INSTRUCCIONES | Enumere, en el orden en que aparecen, todas las personas que el texto sobre populismo y derecho penal menciona con nombre de pila y apellido.

Populismo.[14] Otra objeción es que una apertura de cuestiones de derecho penal a la democracia sólo traería populismo y el llamado "neo-punitivismo", es decir, un incremento en la cantidad y severidad de los castigos. Esta es una afirmación común en la literatura. Muy frecuentemente, teóricos penales liberales simplemente sostienen y toman por sentado que un involucramiento popular en estas cuestiones implica una ley penal más dura (Ferrajoli 1989, 2008; Zaffaroni 2003, 2006). El criminólogo liberal italiano Luigi Ferrajoli, por ejemplo, puja por una defensa fuerte de las garantías individuales contra "las degeneraciones mayoritarias y plebiscitarias de la democracia representativa y sus perversiones videocráticas" (Ferrajoli 2005, 85). Para él, las democracias contemporáneas han albergado una "inflación" aparentemente irrestricta en el derecho penal, lo que ha producido un "derecho penal maximalista" que evoluciona sin control racional alguno (ibid., 257). Por tal razón encuentra una contradicción significativa entre el liberalismo penal y la democracia política. Ahora bien, la primera pregunta a hacer ante estos reclamos es acerca de los datos empíricos que los sostienen: ¿dónde están los números que prueban lo que se dice? El hecho de que, típicamente, la familia, los amigos y los vecinos de la víctima, unos minutos después del crimen, piden penas severas en los términos más duros no quiere decir nada acerca de lo que la comunidad piensa sobre el crimen, y nada tiene para decir de la democracia. Desgraciadamente, esas imágenes dramáticas y comunes, repetidas una y otra vez por los medios de comunicación masiva en busca de espectadores, tienden a darle un estatus de democrático del cual carece.[15] Contra lo que sugieren estas posturas, Antony Bottoms ha demostrado la complejidad de las actitudes de las personas frente al crimen y al castigo (Bottoms 1995; Roberts & Hough 2002; Roberts & Hough 2002b; Ryan 1999). De modo similar, y luego de una cuidadosa revisión de la literatura sobre el tema, Gerry Johnston concluyó que "la opinión pública es más diversa y menos directamente punitiva de lo que usualmente se supone" (Johnston 2000, 164). Al final de cuentas, lo que parece estar presente aquí es un grupo de políticos y figuras públicas diciendo hablar de parte "del pueblo", en vez de personas hablando con su propia voz (Pratt 2007).
Entonces, la pregunta crucial es: ¿qué concepto de democracia se encuentra aquí en juego? Sin necesidad de volverse muy exquisitos o demandantes al respecto, lo primero a decir es que, para quienes defendemos una democracia más robusta, menos trivial, ninguna de las expresiones populares a las que nos hemos referido aquí nos atrae en lo más mínimo. La democracia no implica meramente el ejercicio de "contar cabezas" que, por ejemplo, Ronald Dworkin caricaturizó cuando objetó la (cruda, llamada) concepción "estadística" de la democracia (Dworkin 2011).

DATOS ALMACENADOS |
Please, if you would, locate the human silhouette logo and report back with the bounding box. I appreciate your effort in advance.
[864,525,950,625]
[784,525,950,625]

SOLUCIÓN |
Luigi Ferrajoli
Antony Bottoms
Gerry Johnston
Ronald Dworkin